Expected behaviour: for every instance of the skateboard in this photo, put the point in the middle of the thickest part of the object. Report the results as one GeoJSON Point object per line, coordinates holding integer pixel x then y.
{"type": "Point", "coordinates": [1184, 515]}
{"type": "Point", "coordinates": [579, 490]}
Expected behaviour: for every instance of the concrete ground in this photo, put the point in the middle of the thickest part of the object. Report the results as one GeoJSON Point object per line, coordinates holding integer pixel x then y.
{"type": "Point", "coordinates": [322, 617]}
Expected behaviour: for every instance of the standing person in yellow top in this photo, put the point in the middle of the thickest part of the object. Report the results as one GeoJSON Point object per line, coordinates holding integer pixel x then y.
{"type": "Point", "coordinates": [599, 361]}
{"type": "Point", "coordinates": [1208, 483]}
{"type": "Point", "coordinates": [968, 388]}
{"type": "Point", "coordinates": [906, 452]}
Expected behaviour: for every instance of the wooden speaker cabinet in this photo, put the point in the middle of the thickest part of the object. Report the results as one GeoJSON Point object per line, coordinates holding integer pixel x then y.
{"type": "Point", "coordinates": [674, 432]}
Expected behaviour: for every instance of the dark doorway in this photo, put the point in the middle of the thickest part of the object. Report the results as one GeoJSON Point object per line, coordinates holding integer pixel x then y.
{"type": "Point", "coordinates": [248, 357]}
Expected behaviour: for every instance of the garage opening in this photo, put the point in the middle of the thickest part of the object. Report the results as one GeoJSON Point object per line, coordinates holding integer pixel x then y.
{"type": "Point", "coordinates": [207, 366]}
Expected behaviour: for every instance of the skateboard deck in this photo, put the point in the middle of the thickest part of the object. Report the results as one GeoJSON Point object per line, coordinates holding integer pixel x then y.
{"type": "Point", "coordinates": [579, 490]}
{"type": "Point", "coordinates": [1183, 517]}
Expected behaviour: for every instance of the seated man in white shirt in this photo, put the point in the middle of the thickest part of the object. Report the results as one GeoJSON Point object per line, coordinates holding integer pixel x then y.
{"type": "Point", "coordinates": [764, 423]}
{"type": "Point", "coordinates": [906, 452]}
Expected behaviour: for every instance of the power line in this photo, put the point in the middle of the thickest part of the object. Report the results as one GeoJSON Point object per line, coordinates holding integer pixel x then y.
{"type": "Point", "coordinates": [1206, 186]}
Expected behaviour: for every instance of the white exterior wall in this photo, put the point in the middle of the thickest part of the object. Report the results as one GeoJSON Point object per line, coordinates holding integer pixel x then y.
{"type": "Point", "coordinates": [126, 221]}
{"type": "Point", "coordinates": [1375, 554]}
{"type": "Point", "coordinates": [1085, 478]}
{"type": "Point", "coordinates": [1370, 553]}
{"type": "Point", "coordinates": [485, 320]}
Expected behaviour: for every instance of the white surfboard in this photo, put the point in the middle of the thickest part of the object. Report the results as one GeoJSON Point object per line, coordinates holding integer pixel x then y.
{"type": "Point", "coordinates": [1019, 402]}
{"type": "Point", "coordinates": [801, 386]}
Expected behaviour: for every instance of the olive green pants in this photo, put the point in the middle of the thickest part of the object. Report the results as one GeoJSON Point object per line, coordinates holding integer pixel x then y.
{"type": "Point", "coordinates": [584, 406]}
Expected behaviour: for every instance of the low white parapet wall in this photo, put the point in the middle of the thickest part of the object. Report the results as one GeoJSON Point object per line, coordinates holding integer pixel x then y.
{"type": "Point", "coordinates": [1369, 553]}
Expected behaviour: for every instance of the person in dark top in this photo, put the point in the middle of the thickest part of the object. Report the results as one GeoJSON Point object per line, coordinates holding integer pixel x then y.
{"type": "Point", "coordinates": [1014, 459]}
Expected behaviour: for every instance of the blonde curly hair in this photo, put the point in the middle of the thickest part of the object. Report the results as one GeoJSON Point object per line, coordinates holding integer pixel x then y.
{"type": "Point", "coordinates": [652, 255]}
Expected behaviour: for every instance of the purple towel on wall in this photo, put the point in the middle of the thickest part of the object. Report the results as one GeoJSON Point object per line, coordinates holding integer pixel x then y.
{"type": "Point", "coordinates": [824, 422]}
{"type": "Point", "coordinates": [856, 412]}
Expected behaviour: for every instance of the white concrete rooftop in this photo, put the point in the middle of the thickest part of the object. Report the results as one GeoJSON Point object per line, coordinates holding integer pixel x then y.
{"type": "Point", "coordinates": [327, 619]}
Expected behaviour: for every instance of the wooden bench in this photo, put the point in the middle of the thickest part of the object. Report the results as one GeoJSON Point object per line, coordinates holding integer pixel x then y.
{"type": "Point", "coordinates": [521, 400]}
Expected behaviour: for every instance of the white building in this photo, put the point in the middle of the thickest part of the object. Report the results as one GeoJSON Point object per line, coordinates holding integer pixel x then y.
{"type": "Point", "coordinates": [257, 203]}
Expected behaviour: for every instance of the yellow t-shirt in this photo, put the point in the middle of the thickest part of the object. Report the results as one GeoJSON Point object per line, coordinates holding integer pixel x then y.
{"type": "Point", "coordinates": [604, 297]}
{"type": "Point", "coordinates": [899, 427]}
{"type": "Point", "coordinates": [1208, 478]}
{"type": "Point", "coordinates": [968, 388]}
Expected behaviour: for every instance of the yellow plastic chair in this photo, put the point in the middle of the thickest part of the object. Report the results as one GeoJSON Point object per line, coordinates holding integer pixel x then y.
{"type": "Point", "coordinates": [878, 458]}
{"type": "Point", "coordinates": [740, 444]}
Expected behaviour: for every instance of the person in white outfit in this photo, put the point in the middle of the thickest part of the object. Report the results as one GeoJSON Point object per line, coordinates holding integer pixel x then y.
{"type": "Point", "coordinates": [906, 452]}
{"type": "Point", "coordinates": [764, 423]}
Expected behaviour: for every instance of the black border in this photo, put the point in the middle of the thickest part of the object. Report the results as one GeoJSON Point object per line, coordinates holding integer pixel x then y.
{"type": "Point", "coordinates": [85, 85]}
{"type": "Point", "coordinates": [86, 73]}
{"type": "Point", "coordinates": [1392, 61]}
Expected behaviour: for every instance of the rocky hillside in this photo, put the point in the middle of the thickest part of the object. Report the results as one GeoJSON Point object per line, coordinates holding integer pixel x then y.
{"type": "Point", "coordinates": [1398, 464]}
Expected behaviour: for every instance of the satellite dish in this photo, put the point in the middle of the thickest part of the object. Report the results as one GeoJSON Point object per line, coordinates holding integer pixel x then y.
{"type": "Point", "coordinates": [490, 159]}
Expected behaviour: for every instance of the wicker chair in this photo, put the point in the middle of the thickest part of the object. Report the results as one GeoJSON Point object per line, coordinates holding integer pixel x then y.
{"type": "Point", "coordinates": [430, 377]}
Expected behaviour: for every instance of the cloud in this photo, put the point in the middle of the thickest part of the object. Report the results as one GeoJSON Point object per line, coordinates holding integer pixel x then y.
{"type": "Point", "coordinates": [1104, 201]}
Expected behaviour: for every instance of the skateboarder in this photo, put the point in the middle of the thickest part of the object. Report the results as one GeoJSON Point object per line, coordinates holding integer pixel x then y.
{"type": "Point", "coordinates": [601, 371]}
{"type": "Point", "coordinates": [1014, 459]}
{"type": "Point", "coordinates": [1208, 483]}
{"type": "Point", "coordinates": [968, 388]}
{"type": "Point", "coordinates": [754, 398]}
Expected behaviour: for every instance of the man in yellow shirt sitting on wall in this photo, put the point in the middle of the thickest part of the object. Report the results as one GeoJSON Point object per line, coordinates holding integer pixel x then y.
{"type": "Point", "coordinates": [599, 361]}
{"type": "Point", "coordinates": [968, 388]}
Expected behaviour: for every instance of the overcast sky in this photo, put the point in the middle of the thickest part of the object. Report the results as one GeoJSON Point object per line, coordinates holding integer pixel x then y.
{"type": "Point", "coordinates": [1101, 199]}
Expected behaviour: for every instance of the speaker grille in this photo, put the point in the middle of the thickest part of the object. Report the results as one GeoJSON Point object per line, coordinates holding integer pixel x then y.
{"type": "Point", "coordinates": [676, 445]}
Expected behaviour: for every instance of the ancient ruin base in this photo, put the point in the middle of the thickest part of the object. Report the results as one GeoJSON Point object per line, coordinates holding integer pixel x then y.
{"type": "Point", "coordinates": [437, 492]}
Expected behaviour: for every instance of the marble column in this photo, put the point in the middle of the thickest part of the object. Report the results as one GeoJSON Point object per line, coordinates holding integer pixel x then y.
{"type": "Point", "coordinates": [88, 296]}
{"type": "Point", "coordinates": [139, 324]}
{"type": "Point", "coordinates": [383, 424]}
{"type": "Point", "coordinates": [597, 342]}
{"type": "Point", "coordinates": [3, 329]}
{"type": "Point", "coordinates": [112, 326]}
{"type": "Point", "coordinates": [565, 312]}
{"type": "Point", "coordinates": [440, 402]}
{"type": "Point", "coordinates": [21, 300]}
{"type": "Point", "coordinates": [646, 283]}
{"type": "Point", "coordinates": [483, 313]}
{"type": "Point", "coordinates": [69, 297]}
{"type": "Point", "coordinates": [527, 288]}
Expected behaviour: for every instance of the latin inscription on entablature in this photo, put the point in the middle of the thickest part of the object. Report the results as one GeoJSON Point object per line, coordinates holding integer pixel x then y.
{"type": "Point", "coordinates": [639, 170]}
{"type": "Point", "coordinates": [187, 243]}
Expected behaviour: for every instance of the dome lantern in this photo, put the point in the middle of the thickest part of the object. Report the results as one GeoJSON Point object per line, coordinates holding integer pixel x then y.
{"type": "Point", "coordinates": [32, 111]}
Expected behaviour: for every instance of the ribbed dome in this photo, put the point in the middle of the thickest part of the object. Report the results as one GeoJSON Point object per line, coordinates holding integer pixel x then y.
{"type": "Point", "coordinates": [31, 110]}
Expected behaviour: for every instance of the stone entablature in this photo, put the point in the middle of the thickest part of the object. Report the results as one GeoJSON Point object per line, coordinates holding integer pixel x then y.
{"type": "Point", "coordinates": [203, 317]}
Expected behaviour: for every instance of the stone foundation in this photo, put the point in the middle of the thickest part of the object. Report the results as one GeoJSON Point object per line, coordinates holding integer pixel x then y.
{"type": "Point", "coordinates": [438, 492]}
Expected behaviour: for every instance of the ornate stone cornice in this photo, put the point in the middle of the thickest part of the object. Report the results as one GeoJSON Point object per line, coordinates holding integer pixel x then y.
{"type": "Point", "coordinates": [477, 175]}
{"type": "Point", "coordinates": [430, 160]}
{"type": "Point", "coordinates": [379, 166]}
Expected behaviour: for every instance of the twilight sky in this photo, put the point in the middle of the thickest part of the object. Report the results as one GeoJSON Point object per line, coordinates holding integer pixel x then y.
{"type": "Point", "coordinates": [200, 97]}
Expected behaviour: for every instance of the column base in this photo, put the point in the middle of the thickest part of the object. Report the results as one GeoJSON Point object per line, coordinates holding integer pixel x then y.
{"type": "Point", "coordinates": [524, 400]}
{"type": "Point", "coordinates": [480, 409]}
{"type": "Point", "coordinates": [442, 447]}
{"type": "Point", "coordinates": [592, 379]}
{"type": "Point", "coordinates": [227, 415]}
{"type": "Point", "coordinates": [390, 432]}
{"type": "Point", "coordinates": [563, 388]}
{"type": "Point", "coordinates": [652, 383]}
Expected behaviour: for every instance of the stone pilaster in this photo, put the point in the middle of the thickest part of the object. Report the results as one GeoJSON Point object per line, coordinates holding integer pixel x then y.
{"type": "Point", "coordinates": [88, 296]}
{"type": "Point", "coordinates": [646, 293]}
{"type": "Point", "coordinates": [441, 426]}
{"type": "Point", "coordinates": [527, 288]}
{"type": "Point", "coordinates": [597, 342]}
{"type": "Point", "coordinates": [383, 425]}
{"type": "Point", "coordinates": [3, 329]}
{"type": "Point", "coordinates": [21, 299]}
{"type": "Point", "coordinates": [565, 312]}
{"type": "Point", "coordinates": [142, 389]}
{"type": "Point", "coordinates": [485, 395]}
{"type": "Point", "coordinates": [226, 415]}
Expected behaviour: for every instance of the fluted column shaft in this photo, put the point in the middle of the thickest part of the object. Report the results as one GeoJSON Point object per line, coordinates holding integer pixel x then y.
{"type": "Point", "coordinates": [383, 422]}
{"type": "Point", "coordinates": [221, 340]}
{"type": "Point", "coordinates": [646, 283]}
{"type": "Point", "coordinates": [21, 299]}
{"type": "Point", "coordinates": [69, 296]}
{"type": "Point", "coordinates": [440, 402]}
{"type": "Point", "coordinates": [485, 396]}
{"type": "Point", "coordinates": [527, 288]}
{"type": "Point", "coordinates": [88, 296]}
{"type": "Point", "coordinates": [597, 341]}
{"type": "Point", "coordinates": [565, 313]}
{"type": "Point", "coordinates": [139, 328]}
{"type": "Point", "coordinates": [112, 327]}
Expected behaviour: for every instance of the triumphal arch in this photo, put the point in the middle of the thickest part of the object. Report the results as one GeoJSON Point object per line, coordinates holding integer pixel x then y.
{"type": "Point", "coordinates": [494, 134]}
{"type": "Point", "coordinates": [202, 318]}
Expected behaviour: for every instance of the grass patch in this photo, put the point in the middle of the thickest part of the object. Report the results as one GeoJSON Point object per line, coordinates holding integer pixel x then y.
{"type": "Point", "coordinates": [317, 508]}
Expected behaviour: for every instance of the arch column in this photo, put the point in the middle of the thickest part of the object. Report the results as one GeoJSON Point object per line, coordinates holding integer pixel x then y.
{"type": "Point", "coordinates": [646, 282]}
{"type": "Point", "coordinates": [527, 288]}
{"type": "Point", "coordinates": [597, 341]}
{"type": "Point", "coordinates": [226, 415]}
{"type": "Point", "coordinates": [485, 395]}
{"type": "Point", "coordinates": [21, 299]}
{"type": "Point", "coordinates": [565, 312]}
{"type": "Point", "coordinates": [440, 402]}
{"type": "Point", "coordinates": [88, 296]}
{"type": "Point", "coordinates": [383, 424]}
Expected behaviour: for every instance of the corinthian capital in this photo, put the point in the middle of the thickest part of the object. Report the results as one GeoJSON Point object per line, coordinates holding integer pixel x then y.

WRITTEN TASK :: Extract each line of the entries above that contains the word "towel", copying every such line in full.

FINAL RESULT ::
Expected behaviour: for every instance of the purple towel on wall in this photo, put the point in the middle of the thickest part of the object. Report the results as one GeoJSON Point object per line, coordinates holding integer pixel x then y.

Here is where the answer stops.